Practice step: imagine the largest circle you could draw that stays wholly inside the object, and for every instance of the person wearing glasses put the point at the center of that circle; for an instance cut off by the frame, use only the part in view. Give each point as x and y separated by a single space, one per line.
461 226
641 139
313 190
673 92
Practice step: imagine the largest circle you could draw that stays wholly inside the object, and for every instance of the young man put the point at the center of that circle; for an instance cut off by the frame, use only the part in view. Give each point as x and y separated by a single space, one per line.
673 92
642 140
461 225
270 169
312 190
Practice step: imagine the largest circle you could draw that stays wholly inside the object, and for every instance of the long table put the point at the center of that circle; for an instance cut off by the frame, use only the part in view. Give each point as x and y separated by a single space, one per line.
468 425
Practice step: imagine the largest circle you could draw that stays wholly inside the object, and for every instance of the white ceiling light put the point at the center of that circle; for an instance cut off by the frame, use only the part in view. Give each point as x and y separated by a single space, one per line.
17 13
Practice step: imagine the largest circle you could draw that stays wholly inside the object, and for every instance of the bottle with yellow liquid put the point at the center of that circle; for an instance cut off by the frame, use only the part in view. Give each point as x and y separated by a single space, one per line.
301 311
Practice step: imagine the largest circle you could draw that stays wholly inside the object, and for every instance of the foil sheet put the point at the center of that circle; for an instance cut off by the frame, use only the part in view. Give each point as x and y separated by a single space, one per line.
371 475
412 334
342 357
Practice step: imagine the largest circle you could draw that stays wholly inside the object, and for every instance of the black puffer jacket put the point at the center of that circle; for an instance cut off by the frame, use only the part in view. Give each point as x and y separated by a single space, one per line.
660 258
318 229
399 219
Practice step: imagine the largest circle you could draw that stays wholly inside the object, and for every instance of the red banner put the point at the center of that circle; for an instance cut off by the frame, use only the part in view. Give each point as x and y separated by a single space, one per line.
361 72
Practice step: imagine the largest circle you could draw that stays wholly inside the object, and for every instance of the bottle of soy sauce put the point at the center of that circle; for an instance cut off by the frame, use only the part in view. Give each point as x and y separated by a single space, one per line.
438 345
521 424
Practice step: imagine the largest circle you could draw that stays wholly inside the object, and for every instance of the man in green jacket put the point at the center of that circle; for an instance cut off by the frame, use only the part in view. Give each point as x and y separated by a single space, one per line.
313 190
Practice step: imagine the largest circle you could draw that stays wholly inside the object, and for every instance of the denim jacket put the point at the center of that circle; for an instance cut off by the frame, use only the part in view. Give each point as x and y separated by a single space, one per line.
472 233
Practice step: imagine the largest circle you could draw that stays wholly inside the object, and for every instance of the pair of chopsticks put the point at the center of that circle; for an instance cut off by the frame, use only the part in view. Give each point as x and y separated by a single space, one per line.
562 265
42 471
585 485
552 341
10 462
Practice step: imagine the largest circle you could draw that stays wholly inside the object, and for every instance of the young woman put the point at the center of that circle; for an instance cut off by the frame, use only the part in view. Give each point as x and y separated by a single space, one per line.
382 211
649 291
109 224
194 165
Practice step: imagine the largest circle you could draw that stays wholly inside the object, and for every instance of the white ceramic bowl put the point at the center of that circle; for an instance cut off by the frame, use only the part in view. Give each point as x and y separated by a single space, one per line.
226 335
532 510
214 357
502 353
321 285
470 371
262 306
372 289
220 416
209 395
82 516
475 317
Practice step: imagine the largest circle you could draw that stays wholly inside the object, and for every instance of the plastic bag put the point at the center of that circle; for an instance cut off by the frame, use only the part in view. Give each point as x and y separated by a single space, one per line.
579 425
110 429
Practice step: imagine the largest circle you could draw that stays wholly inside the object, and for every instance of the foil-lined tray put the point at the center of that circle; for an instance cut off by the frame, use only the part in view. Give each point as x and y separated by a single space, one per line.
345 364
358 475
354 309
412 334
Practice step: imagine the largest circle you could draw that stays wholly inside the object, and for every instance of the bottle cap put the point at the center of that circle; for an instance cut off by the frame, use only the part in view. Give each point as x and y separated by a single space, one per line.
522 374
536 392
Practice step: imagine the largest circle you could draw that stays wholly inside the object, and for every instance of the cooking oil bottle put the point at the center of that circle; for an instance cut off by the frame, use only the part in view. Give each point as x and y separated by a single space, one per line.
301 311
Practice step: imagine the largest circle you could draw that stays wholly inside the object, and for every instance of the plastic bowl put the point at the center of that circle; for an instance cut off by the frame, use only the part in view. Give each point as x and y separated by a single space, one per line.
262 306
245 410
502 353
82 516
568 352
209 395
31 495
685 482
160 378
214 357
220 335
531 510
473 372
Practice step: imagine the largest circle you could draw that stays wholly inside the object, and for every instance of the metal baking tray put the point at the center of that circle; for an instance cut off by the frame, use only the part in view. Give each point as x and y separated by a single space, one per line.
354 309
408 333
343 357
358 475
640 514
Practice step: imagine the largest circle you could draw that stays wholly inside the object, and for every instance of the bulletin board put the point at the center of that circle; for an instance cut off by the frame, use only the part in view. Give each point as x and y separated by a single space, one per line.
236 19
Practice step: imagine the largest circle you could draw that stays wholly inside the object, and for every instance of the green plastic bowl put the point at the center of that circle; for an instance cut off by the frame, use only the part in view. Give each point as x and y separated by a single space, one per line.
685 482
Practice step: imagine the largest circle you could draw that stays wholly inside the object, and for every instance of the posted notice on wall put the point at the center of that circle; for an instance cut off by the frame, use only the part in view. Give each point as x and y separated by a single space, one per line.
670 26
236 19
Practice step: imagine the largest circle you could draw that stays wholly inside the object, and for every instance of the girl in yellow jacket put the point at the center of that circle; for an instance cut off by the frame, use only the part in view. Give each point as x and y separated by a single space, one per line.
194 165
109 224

WHAT TO WORK ON: Give back the data above exactly as it appears.

ANSWER:
Practice step: imagine the largest circle you could draw that stays wholly inside the object, and for every instance of the person wearing glasses put the point at the center of that circle; for an instance cut off by the frame, use only the part in view. Give each point as x and y separated by a single space, one per line.
461 226
641 139
313 190
673 92
Practice step: imagine the largest circle you could draw that stays wholly inside the object, and for every instance of the young man put the point at the center of that circle; for an instance cut off by the frame, use only the part in view. Give each point as x and y separated by a single space, one per line.
673 92
642 140
461 225
270 169
312 190
Practice step: imagine the largest circle you could draw that stays wholly inside the object, and for every instance of the long table put the point at the center of that circle; for an instance cut off by the frame, use only the part in view. Give each point as x and y separated by a single space, one per line.
468 425
Practice step: imagine the largest circle you could draw that stays wholly inside the object, and for every instance of the white ceiling light put the point at the center of that circle; for an instance cut off by the frame, use only the part in view. Give each point as x and y separated by a single space, one per line.
17 13
Practice step: imagine the largest circle you could draw that stays wholly inside the object, and for every instance of the bottle with yellow liquid put the point at the center of that circle; for an instance cut off by the frame, use only the part in view. Give each point as x and y separated by a single space, one per line.
301 311
Practice step: imagine the largest circle you could draw that stays wholly inside the object, and for every instance of the foil sheet put the point at the center of that circle; for an instance cut off by the frame, use only the part in view. Give each point as x and y separated by a single space, one per line.
371 475
412 334
342 357
Practice step: imagine the largest circle you could draw that stays wholly inside the object, and for every instance of the black puffer jacket put the point at the center of that circle; for an instance cut off by the frame, use only the part in view. Give each point as x and y separated by a single space, one per line.
660 258
318 229
399 219
Practice step: imagine the largest circle you could draw that stays wholly inside the object, and for every instance of the red banner put the point at the center of that circle; for an instance cut off by the frame, use only the part in view. Give each point as x and y separated by a single space, one per line.
361 72
Practice step: imagine the largest circle you could draw that stays wholly inside the object, and for every instance of the bottle of soy sauce put the point at the center of that circle; for an instance cut off by the frame, use only the part in view. Give each point as x and y separated by a single space, one per line.
438 345
521 424
Practice step: imagine the largest circle you could draw that stays wholly inside the object, and for every instance of the man in green jacket put the point at the center of that circle; for an instance cut off by the frame, use only the part in view. Give each point as x and y separated by a single space, one per line.
313 190
Practice step: imagine the largest circle you could draw that stays wholly inside the object, and for every instance of the denim jacket put the point at the center of that circle; for an instance cut off by the frame, use only the part in view. Give each point as x and y separated by a single space, one per line.
472 233
Practice step: imagine the largest circle you could draw that stays wholly inside the object, and for every instance of the pair of chopsticks put the point at the center of that circle; for an instance cut off by the frame, use only the part in view. Give each point as x and y separated by a single space, one per line.
562 265
42 471
585 485
552 341
10 462
Practice step: imagine the largest circle you could draw that stays wholly inside the object, and for every instance of the young woman put the point at the center of that circle; for an instance cut off by the frame, use only the part in view. Give each point as x and y separated by a single space, one per line.
382 211
649 291
109 224
194 165
Practice step: imagine the largest circle you could draw that stays wholly inside the object, and for every instance of the white ceramic bowl put the point at the center of that circle; for an instance cut off by the frame, use only the part in view. Give each point as x and y separated by a single space, one per line.
226 335
532 510
214 357
502 353
321 285
470 371
262 306
372 289
220 416
209 395
82 516
475 317
Practice step: imagine the largest circle you could draw that stays wholly inside the object, and for every instance of the plastic bag put the point at the center of that circle; for an instance cut off by the frame, use only the part in view. Give each point as x and y separated by a single space, one per line.
579 425
110 429
Practice step: imagine the largest circle you could draw that stays wholly inside the object, and for every instance of the foil-lined tray put the point at the center of that circle; for an instance cut off by the frame, use only the part in view. Give each point as x and y separated by a single space, one per line.
345 364
358 475
354 309
412 334
Practice step: imagine the largest circle you could draw that stays wholly inside the object, and for every instance of the bottle cap put the point at the center of that circle; for an instance cut off by the frame, use only the part in view. Give each point as x and y separated by a single space, one per line.
522 374
536 392
Practice step: imagine the largest circle you could draw that stays wholly inside the object, and for every instance of the cooking oil bottle put the point at the center of that circle; for an instance cut off by the frame, use only the part in view. Give each point as x and y separated by a single space, one per line.
301 311
Practice step: imagine the largest circle you could draw that stays wholly inside the object, and for every instance of the plastic bowl put the point at the center of that circle; for an instance cut off by the frame, use only the part in view. Give each point as x and y separated by a single space, one per line.
262 306
245 410
502 353
82 516
568 352
209 395
31 495
685 482
160 378
214 357
220 335
531 510
473 372
Practice step: imagine the largest circle you could draw that stays wholly inside the object, and for every instance of the metal baking tray put the point at the center of that circle; for an instance cut off by the frame, use only the part in view. Give each point as x and y separated by a single space, one per line.
354 309
408 333
343 357
358 475
640 514
Practice step: imagine the largest circle you could draw that stays wholly inside the object, and for every instance of the bulletin board put the point at the center of that circle; for an instance cut off by the frame, use only the part in view. Give each point as x and y separated by a single space, one per line.
236 19
Practice step: imagine the largest circle you could draw that stays wholly inside the object, and for every instance of the green plastic bowl put the point at the center of that circle; for an instance cut off by the frame, use only the part in view. Give each point as x and y separated by a single space, one per line.
685 482
Practice step: imagine the largest circle you could draw that stays wholly inside the object, and for every instance of the posted notice on wall put the point at the center of that circle; for an instance cut off by the frame, use only the part in view. Give each point as x and y separated by a single space, one per line.
670 26
236 19
Practice step: imagine the largest circle you could draw that stays wholly inside the object, and for every instance of the girl in yellow jacket put the point at the center of that circle; for an instance cut off by the frame, use only the part in view. Give each point as x and y separated by a single space, one per line.
194 165
109 224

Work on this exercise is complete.